::: Extract to read

But musicianship isn't the goal anyway. "Everybody's beep sounds
the same," says Phil Brzezinsky of Timex. "What we try to achieve in our
products is, we want to make it as irritating as we possibly can, especially
our wrist pager. We're always trying to crank up more sound."
A long, long time ago, telephones rang. They struck a pair of
little metal gongs with a fast-moving hammer. This was the invention of Thomas
J. Watson ("Mr. Watson, come here! I want you!"), improving on his and Alexander
Graham Bell's previous noises, the "buzzer" and the "thumper." The distinct
sound of the ringing telephone penetrated deeply into American consciousness
for nearly a century, but in the spring of 1956, Bell Laboratories began
field tests of a new sound, a "musical tone ringer," as it was optimistically
called.
To smack those gongs with the little hammer took 85 volts; the
transistorized tone ringer needed less than one. The 300 subjects of the
field test, in Crystal Lake, Ill., mostly found the new sound "pleasant,"
after taking a week or so to get used to it. Strangely enough, an advantage
was that they could easily distinguish their new telephones from ringing
doorbells, alarm clocks and fire alarms. In 1956, ovens, wristwatches, and
the contents of people's pockets tended to remain silent.
Maybe now we are in the jungle
after all, surrounded by all these new species and needful of more varied
and sensible auditory cues. Even if we don't have perfect pitch, we're not
completely tone deaf or rhythmically obtuse, most of us. If birders can learn
to distinguish dozens of characteristic songs and telegraphers could handle
Morse code, we should be able to cope with a few simple electronic warbles
and trills.
"One of the advantages of auditory feedback is that it's 360
degrees," says Cynthia Sikora, a psychologist researching electronic sounds
for Bell Labs, now the research arm of Lucent Technologies. "You don't have
to be looking in a particular direction. It allows you to multitask and use
your attention selectively. The problem with visual feedback is, you have
to be attending."

::::::

Work instruction A:
Revise the telephone sounds text: write out the part that opens with the words containing "after taking a" and closes with "and trills.", putting "bird-watchers" in place of "birders".
Work instruction B:
In the telephone sounds text, where was the field test of the musical tone ringer held?
Rely only on the text for everything here.

::: Dataset content

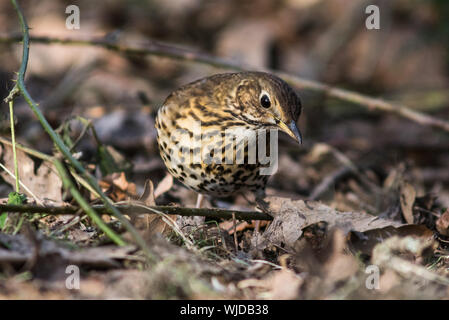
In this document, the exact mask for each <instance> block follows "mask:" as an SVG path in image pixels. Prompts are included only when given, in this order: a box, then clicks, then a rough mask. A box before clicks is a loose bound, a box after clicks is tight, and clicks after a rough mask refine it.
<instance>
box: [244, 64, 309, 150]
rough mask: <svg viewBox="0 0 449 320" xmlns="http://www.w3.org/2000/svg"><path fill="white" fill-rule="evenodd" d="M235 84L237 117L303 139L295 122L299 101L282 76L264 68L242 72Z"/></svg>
mask: <svg viewBox="0 0 449 320" xmlns="http://www.w3.org/2000/svg"><path fill="white" fill-rule="evenodd" d="M239 75H240V77H239V78H240V79H239V81H238V83H237V86H236V91H235V97H236V102H237V103H236V107H237V108H238V109H239V117H240V118H241V119H242V120H244V121H245V122H247V123H248V124H249V125H258V126H263V127H266V128H278V129H280V130H281V131H283V132H285V133H287V134H288V135H289V136H290V137H292V138H293V139H295V140H296V141H297V142H298V143H302V137H301V133H300V131H299V129H298V127H297V125H296V122H297V121H298V119H299V116H300V114H301V108H302V107H301V101H300V99H299V97H298V95H297V94H296V92H295V91H294V90H293V89H292V88H291V87H290V86H289V85H288V84H287V83H286V82H285V81H284V80H282V79H280V78H278V77H276V76H274V75H271V74H268V73H263V72H242V73H239Z"/></svg>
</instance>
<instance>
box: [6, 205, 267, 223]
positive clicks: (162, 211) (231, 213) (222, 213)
mask: <svg viewBox="0 0 449 320" xmlns="http://www.w3.org/2000/svg"><path fill="white" fill-rule="evenodd" d="M114 207H115V208H116V209H117V210H120V212H121V213H123V214H127V215H135V214H155V212H154V210H157V211H161V212H163V213H165V214H176V215H180V216H186V217H193V216H202V217H207V218H212V219H232V215H233V214H234V215H235V218H236V219H238V220H247V221H250V220H273V218H272V217H271V216H269V215H268V214H266V213H263V212H258V211H236V210H226V209H217V208H210V209H209V208H183V207H173V206H150V207H148V208H145V207H143V206H142V205H139V204H138V203H135V204H133V203H131V204H127V205H122V204H120V205H114ZM92 208H93V209H95V211H96V212H98V213H101V214H110V213H109V212H108V209H107V208H106V207H105V206H104V205H93V206H92ZM79 210H80V208H79V207H75V206H59V207H44V206H37V205H9V204H4V205H1V204H0V212H28V213H47V214H50V215H59V214H77V213H79Z"/></svg>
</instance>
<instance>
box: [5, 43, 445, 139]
mask: <svg viewBox="0 0 449 320" xmlns="http://www.w3.org/2000/svg"><path fill="white" fill-rule="evenodd" d="M20 40H21V38H20V37H19V36H16V35H3V36H0V43H14V42H18V41H20ZM31 41H33V42H37V43H44V44H63V45H85V46H96V47H101V48H105V49H108V50H111V51H115V52H119V53H122V54H128V55H155V56H163V57H167V58H172V59H176V60H182V61H191V62H197V63H202V64H206V65H209V66H214V67H217V68H222V69H230V70H237V71H241V70H251V69H254V67H251V66H248V65H243V64H239V63H236V62H233V61H229V60H226V59H222V58H218V57H215V56H212V55H208V54H205V53H201V52H196V51H192V50H191V49H187V48H185V47H181V46H176V45H173V44H168V43H164V42H160V41H155V40H148V41H146V42H145V43H144V44H141V45H125V44H120V43H118V42H117V41H115V40H111V39H109V38H82V37H78V38H75V37H65V38H53V37H45V36H33V37H31ZM262 71H267V72H270V73H273V74H276V75H278V76H280V77H281V78H283V79H284V80H285V81H287V82H289V83H290V84H291V85H292V86H294V87H296V88H298V89H304V90H311V91H317V92H321V93H324V94H325V95H327V96H328V97H332V98H337V99H340V100H344V101H348V102H351V103H355V104H358V105H360V106H362V107H364V108H367V109H369V110H378V111H384V112H390V113H394V114H397V115H399V116H401V117H403V118H407V119H409V120H412V121H414V122H417V123H419V124H421V125H426V126H430V127H433V128H437V129H441V130H443V131H446V132H449V122H447V121H444V120H443V119H438V118H435V117H432V116H430V115H427V114H424V113H422V112H419V111H415V110H412V109H410V108H409V107H407V106H405V105H402V104H395V103H390V102H387V101H385V100H382V99H379V98H373V97H369V96H366V95H363V94H360V93H357V92H353V91H349V90H345V89H340V88H337V87H333V86H329V85H326V84H323V83H321V82H318V81H313V80H307V79H304V78H301V77H298V76H295V75H292V74H288V73H285V72H281V71H277V70H270V69H263V70H262Z"/></svg>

::::::

Answer area A:
after taking a week or so to get used to it. Strangely enough, an advantage
was that they could easily distinguish their new telephones from ringing
doorbells, alarm clocks and fire alarms. In 1956, ovens, wristwatches, and
the contents of people's pockets tended to remain silent.
Maybe now we are in the jungle
after all, surrounded by all these new species and needful of more varied
and sensible auditory cues. Even if we don't have perfect pitch, we're not
completely tone deaf or rhythmically obtuse, most of us. If bird-watchers can learn
to distinguish dozens of characteristic songs and telegraphers could handle
Morse code, we should be able to cope with a few simple electronic warbles
and trills.

Answer area B:
In Crystal Lake, Ill.